INSTRUCTIONS TO FOLLOW
Could you return the listing below exactly, with every line intact?

RECORDS SUPPLIED
※

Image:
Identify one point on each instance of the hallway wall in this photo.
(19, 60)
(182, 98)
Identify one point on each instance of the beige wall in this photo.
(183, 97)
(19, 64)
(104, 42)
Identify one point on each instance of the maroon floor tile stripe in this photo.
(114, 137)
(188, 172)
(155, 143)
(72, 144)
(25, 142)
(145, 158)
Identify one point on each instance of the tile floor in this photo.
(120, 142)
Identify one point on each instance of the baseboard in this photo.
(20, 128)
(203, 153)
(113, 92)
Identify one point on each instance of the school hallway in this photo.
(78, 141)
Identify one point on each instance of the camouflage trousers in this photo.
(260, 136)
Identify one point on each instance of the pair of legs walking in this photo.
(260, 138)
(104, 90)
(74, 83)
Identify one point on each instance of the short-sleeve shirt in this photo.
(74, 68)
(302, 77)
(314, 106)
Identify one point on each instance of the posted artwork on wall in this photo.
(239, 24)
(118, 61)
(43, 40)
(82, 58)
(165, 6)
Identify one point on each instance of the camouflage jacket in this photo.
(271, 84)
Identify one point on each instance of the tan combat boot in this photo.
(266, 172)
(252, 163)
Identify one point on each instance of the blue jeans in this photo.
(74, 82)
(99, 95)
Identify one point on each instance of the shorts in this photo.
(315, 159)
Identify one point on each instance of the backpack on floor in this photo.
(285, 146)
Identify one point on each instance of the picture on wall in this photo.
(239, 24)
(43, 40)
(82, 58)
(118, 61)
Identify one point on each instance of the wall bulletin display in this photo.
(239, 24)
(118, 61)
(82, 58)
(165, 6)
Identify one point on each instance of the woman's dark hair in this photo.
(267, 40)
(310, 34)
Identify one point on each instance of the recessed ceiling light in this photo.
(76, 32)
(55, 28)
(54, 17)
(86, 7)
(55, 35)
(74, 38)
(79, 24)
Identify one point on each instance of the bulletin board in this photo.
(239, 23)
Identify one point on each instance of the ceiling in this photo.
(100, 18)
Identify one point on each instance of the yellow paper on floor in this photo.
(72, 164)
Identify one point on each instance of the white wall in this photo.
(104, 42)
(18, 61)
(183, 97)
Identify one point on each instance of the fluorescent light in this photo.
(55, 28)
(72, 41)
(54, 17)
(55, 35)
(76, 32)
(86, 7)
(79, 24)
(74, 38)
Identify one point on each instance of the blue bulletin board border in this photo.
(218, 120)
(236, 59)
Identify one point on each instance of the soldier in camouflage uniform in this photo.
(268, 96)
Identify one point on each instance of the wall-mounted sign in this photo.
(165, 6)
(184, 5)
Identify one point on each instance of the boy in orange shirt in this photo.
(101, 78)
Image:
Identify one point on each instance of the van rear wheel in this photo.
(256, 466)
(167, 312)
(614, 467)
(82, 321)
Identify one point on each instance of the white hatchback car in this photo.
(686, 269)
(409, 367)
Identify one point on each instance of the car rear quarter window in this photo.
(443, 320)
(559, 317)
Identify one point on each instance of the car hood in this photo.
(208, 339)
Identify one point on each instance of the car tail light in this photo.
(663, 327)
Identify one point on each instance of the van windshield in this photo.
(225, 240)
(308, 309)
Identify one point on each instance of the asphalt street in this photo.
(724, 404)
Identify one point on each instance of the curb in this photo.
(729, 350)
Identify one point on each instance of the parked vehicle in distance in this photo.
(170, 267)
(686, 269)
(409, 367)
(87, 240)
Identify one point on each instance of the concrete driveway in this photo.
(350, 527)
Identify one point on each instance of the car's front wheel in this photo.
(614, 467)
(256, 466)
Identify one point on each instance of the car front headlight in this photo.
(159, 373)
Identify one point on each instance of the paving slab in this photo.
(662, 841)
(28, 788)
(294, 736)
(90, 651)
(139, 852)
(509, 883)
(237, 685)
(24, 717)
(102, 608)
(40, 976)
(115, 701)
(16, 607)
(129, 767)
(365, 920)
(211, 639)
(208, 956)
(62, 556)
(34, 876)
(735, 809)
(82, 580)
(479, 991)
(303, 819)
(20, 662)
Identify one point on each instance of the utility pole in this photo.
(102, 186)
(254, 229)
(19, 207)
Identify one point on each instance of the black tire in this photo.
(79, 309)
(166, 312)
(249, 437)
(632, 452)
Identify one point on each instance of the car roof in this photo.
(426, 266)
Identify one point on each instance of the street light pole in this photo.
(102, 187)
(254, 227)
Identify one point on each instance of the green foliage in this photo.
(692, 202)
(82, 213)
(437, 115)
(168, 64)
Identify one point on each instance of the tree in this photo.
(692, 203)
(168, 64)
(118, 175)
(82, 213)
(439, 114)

※

RESPONSE TO THE EXERCISE
Image:
Identify one point on each instance of the hallway wall in this photo.
(19, 60)
(182, 98)
Identify one point on each instance of the beige wall in this photo.
(183, 97)
(19, 64)
(104, 42)
Identify one point on each instance of the maroon floor tile stripe in this photo.
(114, 137)
(188, 172)
(155, 143)
(72, 144)
(25, 142)
(145, 158)
Identify one point on each instance of the tile floor in this photo.
(120, 142)
Identify one point on each instance of the baseboard in this photo.
(20, 128)
(203, 153)
(113, 92)
Identify one point on each instance of the school hallway in this photo.
(78, 141)
Identify one point on each instance of the camouflage trousers in this photo.
(260, 136)
Identify one point on each instance of the pair of legs walking in this photo.
(260, 138)
(104, 90)
(74, 83)
Identify one point on each instance of the short-sleeve shirt in this photo.
(74, 68)
(302, 77)
(314, 106)
Identify one point on each instance of the posted artwork on wall in this photo.
(239, 24)
(118, 61)
(43, 40)
(82, 58)
(165, 6)
Identify one point on each instance of the camouflage jacket in this photo.
(271, 84)
Identify one point on each instance of the tan combat boot in this photo.
(266, 172)
(252, 163)
Identify one point on each instance of the blue jeans in this photo.
(74, 82)
(99, 95)
Identify one point on each instance of the shorts in this photo.
(315, 159)
Identify one point on each instance of the backpack on floor in this photo.
(285, 146)
Identify one point on each instance of the picture on wall in this photo.
(239, 24)
(43, 40)
(82, 58)
(118, 61)
Identify one point on each instance of the wall bulletin display in this photo.
(239, 24)
(118, 61)
(82, 58)
(165, 6)
Identify one point on each instance of the woman's dark hair in this photo.
(267, 40)
(310, 34)
Identify one point on each instance of the recessed ceiling light in this photo.
(76, 32)
(55, 28)
(54, 17)
(86, 7)
(55, 35)
(74, 38)
(79, 24)
Identify one point on each instance of the bulletin board in this photo.
(239, 23)
Identify one point on each instance of the ceiling in this photo.
(100, 18)
Identify one point on each instance of the yellow paper on floor in this photo.
(72, 164)
Identify one point on each instance of the white wall in this photo.
(104, 42)
(18, 61)
(183, 97)
Identify one point on each instance of the fluorescent light in this photo.
(55, 28)
(72, 41)
(54, 17)
(55, 35)
(76, 32)
(86, 7)
(79, 24)
(74, 38)
Identify one point on each instance of the blue bulletin board border in this photo.
(218, 120)
(236, 59)
Identify one point on each instance of the soldier in camouflage uniform in this photo.
(268, 96)
Identify one point on each instance of the wall-mounted sign in this photo.
(165, 6)
(184, 5)
Identify one point on each instance of the boy in orange shirt in this photo.
(101, 78)
Image:
Identify one point on each instance of the van rear wheel in this photo.
(256, 466)
(167, 312)
(614, 467)
(82, 321)
Identify one point on each instance of the white hatchback car in this photo.
(686, 269)
(409, 367)
Identify one point on each instance of the car rear quarter window in this photo.
(443, 320)
(559, 317)
Identify one point on each instance of the car hood in this photo.
(208, 339)
Identify one point on each instance of the car tail light in this photo.
(663, 327)
Identify one point on each instance of the van windshield in this photo.
(225, 240)
(308, 309)
Identify one point on each instance of the asphalt street in this photo.
(724, 404)
Identify one point on each instance of the curb in this photo.
(729, 350)
Identify one point on each instance of the parked vehicle in distance in this photo.
(170, 267)
(686, 269)
(409, 367)
(87, 240)
Identify one point on each instance of the concrete driveway in this photo.
(350, 527)
Identify one point on each instance of the car's front wheel in this photo.
(614, 467)
(256, 466)
Identify one point on each instance of the car front headlight in this photo.
(159, 373)
Identify one point on each instance of the paving slab in this photo.
(662, 841)
(28, 788)
(294, 736)
(90, 651)
(139, 852)
(509, 883)
(237, 685)
(24, 717)
(102, 608)
(40, 976)
(115, 701)
(16, 607)
(129, 767)
(365, 920)
(211, 639)
(208, 956)
(62, 556)
(34, 876)
(735, 809)
(82, 580)
(479, 991)
(303, 819)
(20, 662)
Identify one point on each instance of the utility pole in this photo.
(102, 186)
(254, 229)
(19, 207)
Identify one point on each instance of the black tire in this photo.
(79, 309)
(166, 312)
(249, 437)
(632, 452)
Identify one point on each instance of the car roof in this photo.
(426, 266)
Identify one point on each instance of the street light pole in this photo.
(102, 187)
(254, 227)
Identify one point on each instance of the green foliage in this photo.
(692, 202)
(82, 213)
(437, 115)
(168, 64)
Identify one point on each instance of the tree in this photo.
(692, 203)
(168, 64)
(118, 175)
(82, 213)
(439, 114)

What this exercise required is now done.